-- What is asked --
Only the lines from the line holding "Batch job #214: For the image above, mark every black" through the final line of the entries below are to be returned, exactly as they stand.

-- Records --
⟨

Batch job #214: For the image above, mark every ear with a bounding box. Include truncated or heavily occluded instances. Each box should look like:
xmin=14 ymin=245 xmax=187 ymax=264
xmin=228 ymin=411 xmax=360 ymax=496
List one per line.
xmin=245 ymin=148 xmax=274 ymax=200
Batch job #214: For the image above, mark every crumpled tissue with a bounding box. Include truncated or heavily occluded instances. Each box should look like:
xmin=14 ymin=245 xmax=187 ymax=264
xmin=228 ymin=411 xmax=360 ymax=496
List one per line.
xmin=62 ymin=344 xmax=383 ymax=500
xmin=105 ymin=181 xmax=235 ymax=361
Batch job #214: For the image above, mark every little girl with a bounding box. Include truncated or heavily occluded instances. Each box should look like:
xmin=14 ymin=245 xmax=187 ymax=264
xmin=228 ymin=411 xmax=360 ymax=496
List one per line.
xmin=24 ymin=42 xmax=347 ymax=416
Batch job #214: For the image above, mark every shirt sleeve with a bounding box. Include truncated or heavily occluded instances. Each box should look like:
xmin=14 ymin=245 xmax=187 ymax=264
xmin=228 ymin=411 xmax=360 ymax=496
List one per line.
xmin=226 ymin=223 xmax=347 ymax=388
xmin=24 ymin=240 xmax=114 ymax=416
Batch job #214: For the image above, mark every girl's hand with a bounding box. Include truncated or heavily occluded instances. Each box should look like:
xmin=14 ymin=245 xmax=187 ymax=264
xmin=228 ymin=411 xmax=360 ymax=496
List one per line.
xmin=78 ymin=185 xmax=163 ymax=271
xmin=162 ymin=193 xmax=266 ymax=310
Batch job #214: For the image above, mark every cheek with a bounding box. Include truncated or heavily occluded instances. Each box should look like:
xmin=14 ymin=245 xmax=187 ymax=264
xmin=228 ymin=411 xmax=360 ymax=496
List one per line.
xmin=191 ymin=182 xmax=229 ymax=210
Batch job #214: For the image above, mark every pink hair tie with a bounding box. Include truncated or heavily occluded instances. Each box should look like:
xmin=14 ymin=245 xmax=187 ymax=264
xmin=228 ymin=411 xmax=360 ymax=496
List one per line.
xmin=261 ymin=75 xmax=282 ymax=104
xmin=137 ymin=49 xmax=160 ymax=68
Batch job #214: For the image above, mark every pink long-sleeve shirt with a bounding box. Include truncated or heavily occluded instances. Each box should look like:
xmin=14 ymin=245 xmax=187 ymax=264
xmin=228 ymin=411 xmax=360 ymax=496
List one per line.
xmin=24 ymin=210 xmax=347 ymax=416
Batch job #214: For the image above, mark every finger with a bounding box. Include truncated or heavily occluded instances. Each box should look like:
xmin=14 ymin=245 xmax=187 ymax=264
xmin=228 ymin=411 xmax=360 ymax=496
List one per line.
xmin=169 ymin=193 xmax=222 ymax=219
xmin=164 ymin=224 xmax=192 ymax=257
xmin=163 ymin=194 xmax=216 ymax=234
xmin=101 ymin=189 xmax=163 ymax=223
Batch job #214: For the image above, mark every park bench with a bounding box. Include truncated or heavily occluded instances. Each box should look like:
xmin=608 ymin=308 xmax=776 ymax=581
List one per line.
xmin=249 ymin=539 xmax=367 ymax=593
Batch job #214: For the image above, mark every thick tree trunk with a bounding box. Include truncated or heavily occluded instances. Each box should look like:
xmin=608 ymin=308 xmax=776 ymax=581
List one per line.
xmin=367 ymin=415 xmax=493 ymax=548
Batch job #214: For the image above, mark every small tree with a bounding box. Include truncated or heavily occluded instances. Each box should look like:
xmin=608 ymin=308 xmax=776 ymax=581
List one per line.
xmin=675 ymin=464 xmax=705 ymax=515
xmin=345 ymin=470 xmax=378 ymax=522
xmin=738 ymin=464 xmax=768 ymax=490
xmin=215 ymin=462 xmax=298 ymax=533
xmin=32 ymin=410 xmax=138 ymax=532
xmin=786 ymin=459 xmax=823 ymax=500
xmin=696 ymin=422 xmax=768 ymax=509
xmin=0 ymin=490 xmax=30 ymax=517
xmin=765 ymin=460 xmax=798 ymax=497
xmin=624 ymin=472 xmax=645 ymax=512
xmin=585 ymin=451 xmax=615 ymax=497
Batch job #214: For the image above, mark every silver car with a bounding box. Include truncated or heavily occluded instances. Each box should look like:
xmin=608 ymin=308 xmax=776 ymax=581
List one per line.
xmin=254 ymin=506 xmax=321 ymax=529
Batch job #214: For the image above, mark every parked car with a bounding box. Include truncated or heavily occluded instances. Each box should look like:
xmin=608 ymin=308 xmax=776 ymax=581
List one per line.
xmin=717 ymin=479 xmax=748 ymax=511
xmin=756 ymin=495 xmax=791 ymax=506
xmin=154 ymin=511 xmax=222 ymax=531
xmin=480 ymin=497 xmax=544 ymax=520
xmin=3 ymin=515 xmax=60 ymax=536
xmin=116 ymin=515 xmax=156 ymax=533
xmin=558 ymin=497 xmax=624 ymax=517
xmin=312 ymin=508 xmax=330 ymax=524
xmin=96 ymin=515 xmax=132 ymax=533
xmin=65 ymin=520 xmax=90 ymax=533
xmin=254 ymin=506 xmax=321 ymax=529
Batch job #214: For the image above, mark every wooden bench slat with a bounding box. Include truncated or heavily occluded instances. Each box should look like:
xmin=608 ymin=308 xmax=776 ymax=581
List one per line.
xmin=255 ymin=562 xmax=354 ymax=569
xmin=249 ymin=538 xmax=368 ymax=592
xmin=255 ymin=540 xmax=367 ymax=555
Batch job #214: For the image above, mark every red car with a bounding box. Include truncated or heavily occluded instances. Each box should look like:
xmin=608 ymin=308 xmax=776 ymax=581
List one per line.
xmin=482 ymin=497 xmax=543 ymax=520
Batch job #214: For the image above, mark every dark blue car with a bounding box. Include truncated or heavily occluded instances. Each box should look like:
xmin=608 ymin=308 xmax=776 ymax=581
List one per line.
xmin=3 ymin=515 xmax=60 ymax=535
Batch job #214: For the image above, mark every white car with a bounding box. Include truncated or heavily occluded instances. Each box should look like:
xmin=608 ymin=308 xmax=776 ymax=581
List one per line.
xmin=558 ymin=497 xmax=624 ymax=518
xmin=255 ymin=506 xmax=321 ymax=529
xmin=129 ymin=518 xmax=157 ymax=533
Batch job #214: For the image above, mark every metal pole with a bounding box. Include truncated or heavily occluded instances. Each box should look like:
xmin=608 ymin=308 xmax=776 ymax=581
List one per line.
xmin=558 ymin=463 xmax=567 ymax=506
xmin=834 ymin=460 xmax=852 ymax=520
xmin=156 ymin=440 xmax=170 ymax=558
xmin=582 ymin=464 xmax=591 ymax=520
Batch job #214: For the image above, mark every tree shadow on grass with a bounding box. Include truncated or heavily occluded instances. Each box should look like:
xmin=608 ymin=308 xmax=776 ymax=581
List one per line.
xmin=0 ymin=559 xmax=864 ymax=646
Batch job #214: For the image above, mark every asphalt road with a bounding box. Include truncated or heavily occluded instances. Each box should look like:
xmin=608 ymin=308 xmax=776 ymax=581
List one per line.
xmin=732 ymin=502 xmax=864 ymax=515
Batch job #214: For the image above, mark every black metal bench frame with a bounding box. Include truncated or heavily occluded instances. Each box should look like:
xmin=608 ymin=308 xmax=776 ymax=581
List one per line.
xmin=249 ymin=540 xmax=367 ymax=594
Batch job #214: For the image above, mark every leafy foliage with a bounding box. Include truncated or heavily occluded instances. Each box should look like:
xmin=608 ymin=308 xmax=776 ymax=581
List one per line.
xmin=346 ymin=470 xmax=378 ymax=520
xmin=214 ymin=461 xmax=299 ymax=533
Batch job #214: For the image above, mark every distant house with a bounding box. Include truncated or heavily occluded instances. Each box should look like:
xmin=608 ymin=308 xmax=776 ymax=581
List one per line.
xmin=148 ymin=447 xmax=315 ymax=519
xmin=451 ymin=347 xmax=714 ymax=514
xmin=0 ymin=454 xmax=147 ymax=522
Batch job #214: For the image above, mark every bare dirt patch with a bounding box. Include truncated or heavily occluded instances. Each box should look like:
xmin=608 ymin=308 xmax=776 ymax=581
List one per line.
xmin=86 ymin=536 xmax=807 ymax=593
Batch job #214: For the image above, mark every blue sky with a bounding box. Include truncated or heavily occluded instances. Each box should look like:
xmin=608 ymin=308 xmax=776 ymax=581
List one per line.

⟩

-- Expected answer --
Batch job #214: For the image above, mark every black metal bench frame with a bounding box. Include truncated or heavily occluded instances. Each box should look like:
xmin=608 ymin=308 xmax=776 ymax=581
List one per line.
xmin=249 ymin=540 xmax=367 ymax=594
Batch job #214: For the image above, mark every leafy foliage with a bounding box. Include truncated or heavily occluded instances. Each box should look like:
xmin=608 ymin=308 xmax=776 ymax=581
List one per line.
xmin=346 ymin=470 xmax=378 ymax=520
xmin=214 ymin=461 xmax=299 ymax=533
Batch job #214: For the image above, mark every distant house with a bounding box. Include truncated or heavily occluded instances. Each box should look like:
xmin=608 ymin=308 xmax=776 ymax=581
List one per line.
xmin=148 ymin=447 xmax=315 ymax=519
xmin=451 ymin=347 xmax=714 ymax=514
xmin=0 ymin=454 xmax=147 ymax=522
Batch job #214: For the image above, mark every bare dirt patch with a bounding box. Include truncated or heavily occluded instances. Each box should look like:
xmin=608 ymin=308 xmax=776 ymax=581
List one per line.
xmin=86 ymin=536 xmax=807 ymax=593
Batch job #214: For the image above, mark every blue sky with a bounding box. Include truncated or heavily occluded instances. Each box should look like:
xmin=608 ymin=308 xmax=776 ymax=581
List one per line.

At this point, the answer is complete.